Required tasks>
A – List every file path given under "Source Files" in the Cosmos quickstart page.
B – Pick up the Cosmos quickstart page after its last line and write the next part of it.

Source text>
______________________________
# Quickstart

> Minimal first-run commands for Generator (Diffusers text-to-video, vLLM-Omni curl) and Reasoner (vLLM serve + OpenAI chat completion), including HF login and expected success signals.

- Repository: NVIDIA/cosmos
- GitHub: https://github.com/NVIDIA/cosmos
- Human docs: https://grok-wiki.com/public/docs/nvidia-cosmos-82de3e90abd9
- Complete Markdown: https://grok-wiki.com/public/docs/nvidia-cosmos-82de3e90abd9/llms-full.txt

## Source Files

- `README.md`
- `cookbooks/cosmos3/generator/audiovisual/README.md`
- `cookbooks/cosmos3/reasoner/README.md`
- `cookbooks/cosmos3/generator/audiovisual/assets/prompts/text2video/robot_kitchen.json`
- `cookbooks/cosmos3/generator/audiovisual/assets/negative_prompts/text2video/neg_prompt.json`

---

---
title: "Quickstart"
description: "Minimal first-run commands for Generator (Diffusers text-to-video, vLLM-Omni curl) and Reasoner (vLLM serve + OpenAI chat completion), including HF login and expected success signals."
______________________________
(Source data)
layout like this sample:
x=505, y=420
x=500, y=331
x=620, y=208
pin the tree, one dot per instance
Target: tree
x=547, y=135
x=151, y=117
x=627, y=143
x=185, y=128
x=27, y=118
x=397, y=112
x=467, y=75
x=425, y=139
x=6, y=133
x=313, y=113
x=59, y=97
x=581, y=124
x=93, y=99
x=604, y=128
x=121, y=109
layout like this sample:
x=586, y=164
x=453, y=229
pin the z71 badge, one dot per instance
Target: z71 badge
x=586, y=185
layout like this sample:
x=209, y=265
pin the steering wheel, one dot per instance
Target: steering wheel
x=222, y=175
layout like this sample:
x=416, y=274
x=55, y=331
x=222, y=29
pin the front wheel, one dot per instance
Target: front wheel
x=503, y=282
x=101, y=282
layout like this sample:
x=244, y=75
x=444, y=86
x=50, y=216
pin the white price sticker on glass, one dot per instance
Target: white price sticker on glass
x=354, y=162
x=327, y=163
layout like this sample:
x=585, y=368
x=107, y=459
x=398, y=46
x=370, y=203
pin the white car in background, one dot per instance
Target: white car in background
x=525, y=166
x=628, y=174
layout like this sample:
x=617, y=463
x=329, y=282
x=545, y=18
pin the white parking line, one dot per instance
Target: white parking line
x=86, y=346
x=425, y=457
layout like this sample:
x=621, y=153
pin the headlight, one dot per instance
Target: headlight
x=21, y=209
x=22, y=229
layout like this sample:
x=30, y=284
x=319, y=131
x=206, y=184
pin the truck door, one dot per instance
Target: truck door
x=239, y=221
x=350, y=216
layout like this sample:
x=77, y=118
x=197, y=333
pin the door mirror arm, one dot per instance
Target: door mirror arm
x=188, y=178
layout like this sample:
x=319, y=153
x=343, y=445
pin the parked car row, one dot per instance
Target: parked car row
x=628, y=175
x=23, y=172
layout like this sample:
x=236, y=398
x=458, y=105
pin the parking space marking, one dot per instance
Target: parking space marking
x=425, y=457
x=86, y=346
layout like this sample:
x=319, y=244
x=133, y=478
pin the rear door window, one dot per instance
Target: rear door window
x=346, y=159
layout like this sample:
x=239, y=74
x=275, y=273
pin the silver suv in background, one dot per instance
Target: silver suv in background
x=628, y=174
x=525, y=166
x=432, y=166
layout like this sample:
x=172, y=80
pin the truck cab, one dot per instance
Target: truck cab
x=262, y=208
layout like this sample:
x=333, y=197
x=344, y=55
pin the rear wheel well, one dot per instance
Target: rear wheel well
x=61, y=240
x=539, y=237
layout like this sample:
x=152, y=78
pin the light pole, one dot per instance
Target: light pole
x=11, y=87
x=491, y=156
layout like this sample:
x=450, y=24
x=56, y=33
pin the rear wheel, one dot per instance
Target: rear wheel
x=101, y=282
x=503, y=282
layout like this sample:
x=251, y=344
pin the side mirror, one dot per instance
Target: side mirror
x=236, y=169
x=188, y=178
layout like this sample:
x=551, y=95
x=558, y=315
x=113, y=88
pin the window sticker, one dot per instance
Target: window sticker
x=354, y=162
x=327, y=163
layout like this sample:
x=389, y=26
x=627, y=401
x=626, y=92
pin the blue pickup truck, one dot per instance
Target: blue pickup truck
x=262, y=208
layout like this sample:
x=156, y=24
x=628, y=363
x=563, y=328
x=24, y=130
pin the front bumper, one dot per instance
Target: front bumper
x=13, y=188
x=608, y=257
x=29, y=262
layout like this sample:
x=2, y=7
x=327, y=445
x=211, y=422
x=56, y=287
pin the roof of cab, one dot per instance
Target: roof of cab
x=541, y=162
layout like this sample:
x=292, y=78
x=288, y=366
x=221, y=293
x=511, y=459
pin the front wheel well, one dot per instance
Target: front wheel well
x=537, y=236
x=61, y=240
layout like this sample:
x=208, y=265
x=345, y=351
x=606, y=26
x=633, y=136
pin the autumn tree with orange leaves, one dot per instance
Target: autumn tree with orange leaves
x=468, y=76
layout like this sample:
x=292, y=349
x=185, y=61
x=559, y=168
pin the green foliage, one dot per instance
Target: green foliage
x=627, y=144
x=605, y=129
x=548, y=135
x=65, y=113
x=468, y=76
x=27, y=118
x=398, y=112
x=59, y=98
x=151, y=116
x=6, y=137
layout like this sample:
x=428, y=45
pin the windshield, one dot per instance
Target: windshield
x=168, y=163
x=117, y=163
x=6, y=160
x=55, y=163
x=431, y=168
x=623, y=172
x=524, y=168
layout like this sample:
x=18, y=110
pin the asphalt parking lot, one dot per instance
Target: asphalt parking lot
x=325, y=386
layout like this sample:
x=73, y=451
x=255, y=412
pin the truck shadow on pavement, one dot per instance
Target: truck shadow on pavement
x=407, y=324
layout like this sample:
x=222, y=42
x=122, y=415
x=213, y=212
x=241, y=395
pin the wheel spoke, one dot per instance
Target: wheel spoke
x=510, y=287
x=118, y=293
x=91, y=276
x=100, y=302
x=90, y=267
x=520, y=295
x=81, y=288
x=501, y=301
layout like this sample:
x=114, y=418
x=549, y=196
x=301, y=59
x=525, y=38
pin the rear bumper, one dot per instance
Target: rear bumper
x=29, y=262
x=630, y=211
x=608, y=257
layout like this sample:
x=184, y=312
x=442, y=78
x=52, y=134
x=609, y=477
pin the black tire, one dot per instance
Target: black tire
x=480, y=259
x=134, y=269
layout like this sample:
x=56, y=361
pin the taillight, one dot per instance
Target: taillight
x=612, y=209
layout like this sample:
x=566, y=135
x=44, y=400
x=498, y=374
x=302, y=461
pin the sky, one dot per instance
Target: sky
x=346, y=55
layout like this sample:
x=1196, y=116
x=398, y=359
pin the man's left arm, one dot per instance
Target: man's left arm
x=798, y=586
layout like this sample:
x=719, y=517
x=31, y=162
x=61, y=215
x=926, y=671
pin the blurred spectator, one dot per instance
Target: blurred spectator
______________________________
Responses for each task>
A –
- `README.md`
- `cookbooks/cosmos3/generator/audiovisual/README.md`
- `cookbooks/cosmos3/reasoner/README.md`
- `cookbooks/cosmos3/generator/audiovisual/assets/prompts/text2video/robot_kitchen.json`
- `cookbooks/cosmos3/generator/audiovisual/assets/negative_prompts/text2video/neg_prompt.json`

B –
---

Cosmos 3 exposes two runtime surfaces—**Generator** (diffusion outputs via Diffusers or vLLM-Omni) and **Reasoner** (text outputs via vLLM chat completions)—that share Hugging Face checkpoint access but use different install and serve paths. This page runs one minimal text-to-video or image-reasoning call per surface; full environment matrices live on [Installation](/installation) and [Cookbook environment setup](/cookbook-environment).

## Prerequisites

| Requirement | Notes |
| --- | --- |
| Linux + NVIDIA GPU | Ampere, Hopper, or Blackwell; BF16 tested |
| `uv`, `git`, `git-lfs` | Framework/vLLM paths need `uv >= 0.11.3` for `--torch-backend=cu130` |
| Hugging Face access | Gated `nvidia/Cosmos3-*` repos |
| CUDA pairing | Match driver to `cu130` (CUDA 13) or `cu128` (CUDA 12.8); do not rely on `--torch-backend=auto` for vLLM |

<Warning>
vLLM wheels are paired to a CUDA minor version. On CUDA 12.x use `vllm==0.19.1` with `--torch-backend=cu128`; on CUDA 13.x use `vllm==0.21.0` with `--torch-backend=cu130`.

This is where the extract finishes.